_Prompt_
Give the entries again, exactly as they stand.

_Data extract_
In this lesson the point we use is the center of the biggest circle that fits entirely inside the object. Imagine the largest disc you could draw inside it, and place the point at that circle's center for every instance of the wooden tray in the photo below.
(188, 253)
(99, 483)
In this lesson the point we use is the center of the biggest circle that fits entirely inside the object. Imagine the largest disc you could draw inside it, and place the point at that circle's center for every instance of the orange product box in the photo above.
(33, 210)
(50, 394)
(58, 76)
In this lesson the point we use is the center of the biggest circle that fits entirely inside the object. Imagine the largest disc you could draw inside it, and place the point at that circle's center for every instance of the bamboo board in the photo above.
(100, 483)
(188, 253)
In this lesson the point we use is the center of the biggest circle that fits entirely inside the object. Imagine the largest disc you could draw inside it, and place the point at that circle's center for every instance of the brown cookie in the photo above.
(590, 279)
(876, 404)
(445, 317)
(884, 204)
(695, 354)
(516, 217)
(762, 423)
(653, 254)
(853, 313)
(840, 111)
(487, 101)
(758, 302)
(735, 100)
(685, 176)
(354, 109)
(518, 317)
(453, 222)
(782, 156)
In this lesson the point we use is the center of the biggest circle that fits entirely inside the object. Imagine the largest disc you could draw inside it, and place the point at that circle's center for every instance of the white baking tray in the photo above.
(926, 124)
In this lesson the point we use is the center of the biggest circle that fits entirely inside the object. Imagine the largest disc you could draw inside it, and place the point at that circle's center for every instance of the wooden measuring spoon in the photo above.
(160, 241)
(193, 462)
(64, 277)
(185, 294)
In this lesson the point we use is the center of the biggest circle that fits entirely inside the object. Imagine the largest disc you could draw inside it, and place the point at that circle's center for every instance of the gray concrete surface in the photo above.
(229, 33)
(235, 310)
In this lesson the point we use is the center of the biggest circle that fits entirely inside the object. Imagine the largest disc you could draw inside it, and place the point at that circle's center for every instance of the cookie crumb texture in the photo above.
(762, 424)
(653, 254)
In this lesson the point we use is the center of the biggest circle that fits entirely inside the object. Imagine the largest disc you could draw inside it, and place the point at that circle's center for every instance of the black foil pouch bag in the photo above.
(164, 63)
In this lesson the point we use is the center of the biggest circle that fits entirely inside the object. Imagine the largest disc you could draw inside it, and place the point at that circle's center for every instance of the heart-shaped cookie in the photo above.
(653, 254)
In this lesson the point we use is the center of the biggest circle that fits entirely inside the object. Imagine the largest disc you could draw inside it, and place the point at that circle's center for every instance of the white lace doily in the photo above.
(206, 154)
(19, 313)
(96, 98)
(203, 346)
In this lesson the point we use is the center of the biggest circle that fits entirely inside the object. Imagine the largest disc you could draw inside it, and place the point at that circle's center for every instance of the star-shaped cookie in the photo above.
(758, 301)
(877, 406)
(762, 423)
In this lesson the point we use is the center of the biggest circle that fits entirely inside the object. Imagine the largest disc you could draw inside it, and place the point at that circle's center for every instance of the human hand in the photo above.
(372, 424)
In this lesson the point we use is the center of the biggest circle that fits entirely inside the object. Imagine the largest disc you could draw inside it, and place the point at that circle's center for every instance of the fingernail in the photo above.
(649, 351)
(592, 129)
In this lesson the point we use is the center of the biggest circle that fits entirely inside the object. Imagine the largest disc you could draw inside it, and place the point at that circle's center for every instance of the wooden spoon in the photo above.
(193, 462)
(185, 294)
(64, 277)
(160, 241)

_Response to this exercise_
In this lesson the point we use is the center of the biggest circle that fits entirely inside the object. Imagine the largest disc you could draw inside it, and place the point at that circle's center for every instance of the wooden tray in the photo below.
(188, 253)
(99, 483)
In this lesson the point we use is the center of the biggest circle that fits entirely inside the object. Imagine the largest disc you could draw inside it, and place the point at that circle's center for every instance of the orange product box in the photo above.
(33, 210)
(50, 394)
(58, 76)
In this lesson the point we use is the center of the biggest circle that fits entirely inside the object. Imagine the largest disc you could draw inside it, and place the point at that circle's center for every instance of the bamboo board in the photo above.
(100, 483)
(188, 253)
In this lesson the point we use is the center of the biggest circle that fits entirely inside the object. Imagine the largest disc you could draw inside it, and place the point at that circle's center for every instance of the brown cookie in the photo above.
(590, 279)
(876, 404)
(445, 317)
(884, 204)
(695, 354)
(516, 217)
(762, 423)
(653, 254)
(853, 313)
(840, 111)
(487, 101)
(758, 302)
(735, 100)
(685, 176)
(354, 109)
(518, 317)
(453, 222)
(782, 156)
In this lesson the point we use is the center of the biggest circle that fits entirely inside the object. Imagine the largest disc you could draw inside it, and place the point at that circle's center for every instance of the white baking tray in the photo above.
(926, 124)
In this lesson the point we use is the center of the biggest circle that fits entirely inside the object. Imagine the largest disc you could draw inside it, and place the point at that circle's center for every instance of the wooden measuring spoon in the photo above.
(160, 241)
(193, 462)
(64, 277)
(185, 294)
In this lesson the point we use is the center of the biggest circle that fits entirely inside the object. Imagine the largest disc you could draw inside it, and place the point at that circle's center for every instance of the gray concrete surface in the photo above.
(229, 33)
(235, 310)
In this lesson the point we use is the center of the biggest circle that fits entirely inside the object. Imagine the largest disc you could draw inside it, and place the point at that circle's center for every instance of the cookie crumb texture in the photo above.
(762, 424)
(653, 254)
In this lesson the point we use is the center of the biggest circle that fits entirely inside the object. Imagine the largest disc you could draw inside it, and place the point at that circle's center for every instance of the black foil pouch bag in the photo above.
(164, 63)
In this lesson the point we use is the center of the biggest circle that fits entirely inside the object. Imagine the largest disc you could draw inside it, and place the point at that circle's center for every instance of the heart-shaped cookie in the photo above.
(653, 254)
In this lesson the point we use is the center of the biggest circle that fits entirely inside the object. Imagine the largest disc you could draw inside it, and place the point at that circle's center for every instance of the white lace doily in the photo above.
(206, 154)
(19, 313)
(96, 98)
(203, 346)
In this lesson the point we use is the center of the biggest circle that fits entirely inside the object. Imagine the largest disc you could draw inside it, and place the point at that circle's center for every instance of the star-shaped cookie in the photo above.
(758, 301)
(877, 406)
(762, 423)
In this lesson the point we use is the center of the biggest circle that fits entirely inside the object. Imagine the largest disc you could draw inside it, and place the point at that circle's center for every instance of the human hand in the photo above.
(372, 424)
In this lesson the point we use is the center of the biggest circle that fits entirely inside the object. Imagine the largest disc you could draw inside it, and place the point at that circle's center for every instance of the fingernail in the photo above.
(649, 351)
(592, 129)
In this lesson the point we use is the center of the biggest circle that fits entirely inside the object. Imagine the largest disc you could draw inside it, and place the point at that circle's center for every instance of the wooden spoon in the photo above.
(193, 462)
(185, 294)
(64, 277)
(160, 241)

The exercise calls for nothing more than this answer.